- [ACTION ITEM]:
Working through the lines below, return each one that holds "roof".

Photo-based referring expression data
◆ ◆ ◆
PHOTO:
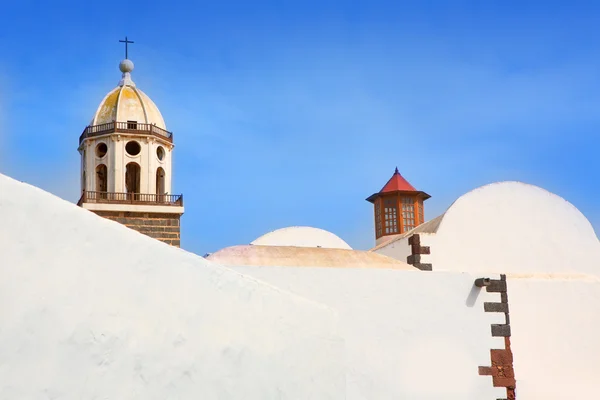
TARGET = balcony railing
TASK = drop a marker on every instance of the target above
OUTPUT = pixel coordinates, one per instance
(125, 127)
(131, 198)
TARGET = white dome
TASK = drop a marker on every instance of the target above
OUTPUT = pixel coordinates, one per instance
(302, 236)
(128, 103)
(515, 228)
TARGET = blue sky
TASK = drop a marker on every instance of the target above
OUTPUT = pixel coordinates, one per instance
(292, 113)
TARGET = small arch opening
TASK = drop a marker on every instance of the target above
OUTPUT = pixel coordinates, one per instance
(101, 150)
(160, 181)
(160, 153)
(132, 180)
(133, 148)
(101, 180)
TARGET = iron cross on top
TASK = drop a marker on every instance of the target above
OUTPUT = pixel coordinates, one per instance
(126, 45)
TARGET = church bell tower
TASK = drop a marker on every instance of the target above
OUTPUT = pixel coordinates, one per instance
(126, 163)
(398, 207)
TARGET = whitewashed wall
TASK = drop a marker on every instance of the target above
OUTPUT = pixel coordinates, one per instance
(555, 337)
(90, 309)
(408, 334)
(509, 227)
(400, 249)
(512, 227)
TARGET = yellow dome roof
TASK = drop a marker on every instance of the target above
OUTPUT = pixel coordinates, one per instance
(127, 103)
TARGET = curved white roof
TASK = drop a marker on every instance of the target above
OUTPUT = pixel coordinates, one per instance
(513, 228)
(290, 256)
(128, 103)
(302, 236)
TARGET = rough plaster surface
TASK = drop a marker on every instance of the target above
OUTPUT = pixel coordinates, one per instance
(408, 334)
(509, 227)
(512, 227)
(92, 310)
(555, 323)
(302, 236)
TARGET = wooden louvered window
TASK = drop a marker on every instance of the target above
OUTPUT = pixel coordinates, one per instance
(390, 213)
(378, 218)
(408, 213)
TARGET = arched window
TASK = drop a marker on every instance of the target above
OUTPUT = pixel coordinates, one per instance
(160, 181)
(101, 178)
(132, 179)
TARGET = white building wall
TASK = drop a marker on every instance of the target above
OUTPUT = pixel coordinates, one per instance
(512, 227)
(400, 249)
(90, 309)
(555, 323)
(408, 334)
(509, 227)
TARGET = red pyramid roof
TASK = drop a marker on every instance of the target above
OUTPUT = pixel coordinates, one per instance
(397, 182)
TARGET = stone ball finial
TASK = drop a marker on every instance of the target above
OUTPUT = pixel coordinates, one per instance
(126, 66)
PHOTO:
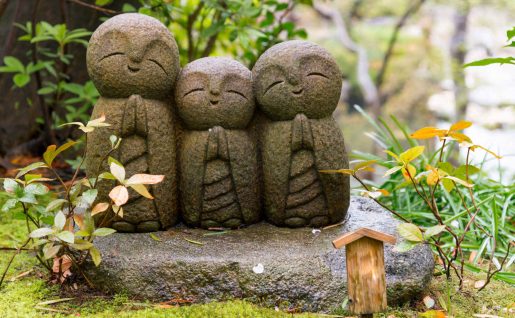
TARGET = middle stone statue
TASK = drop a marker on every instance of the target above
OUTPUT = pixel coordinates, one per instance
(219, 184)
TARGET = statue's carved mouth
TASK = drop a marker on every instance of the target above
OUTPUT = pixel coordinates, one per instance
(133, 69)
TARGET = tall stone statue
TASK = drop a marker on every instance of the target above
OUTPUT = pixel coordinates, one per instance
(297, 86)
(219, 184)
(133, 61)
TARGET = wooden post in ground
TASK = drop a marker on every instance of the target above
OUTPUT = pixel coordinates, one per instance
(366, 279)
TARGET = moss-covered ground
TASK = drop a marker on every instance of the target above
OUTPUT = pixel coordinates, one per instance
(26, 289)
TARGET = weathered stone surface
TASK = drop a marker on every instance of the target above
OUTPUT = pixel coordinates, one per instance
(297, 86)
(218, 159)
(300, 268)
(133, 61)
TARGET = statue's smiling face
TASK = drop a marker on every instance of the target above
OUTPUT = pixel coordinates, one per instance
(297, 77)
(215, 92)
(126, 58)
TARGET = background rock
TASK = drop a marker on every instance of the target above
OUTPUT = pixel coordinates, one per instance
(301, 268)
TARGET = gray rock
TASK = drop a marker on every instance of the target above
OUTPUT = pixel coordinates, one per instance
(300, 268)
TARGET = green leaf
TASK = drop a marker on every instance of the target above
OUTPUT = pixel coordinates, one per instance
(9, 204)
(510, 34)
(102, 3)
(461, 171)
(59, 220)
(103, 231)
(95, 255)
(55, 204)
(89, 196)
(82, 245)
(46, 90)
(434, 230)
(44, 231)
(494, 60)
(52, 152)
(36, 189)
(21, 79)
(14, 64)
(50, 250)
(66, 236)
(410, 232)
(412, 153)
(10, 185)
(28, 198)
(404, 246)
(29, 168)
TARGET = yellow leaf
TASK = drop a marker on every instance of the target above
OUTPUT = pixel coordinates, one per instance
◆ ◆ ◆
- [RESPONSE BELOW]:
TARGET = yellow dome roof
TARGET = curved white roof
TARGET = red pyramid roof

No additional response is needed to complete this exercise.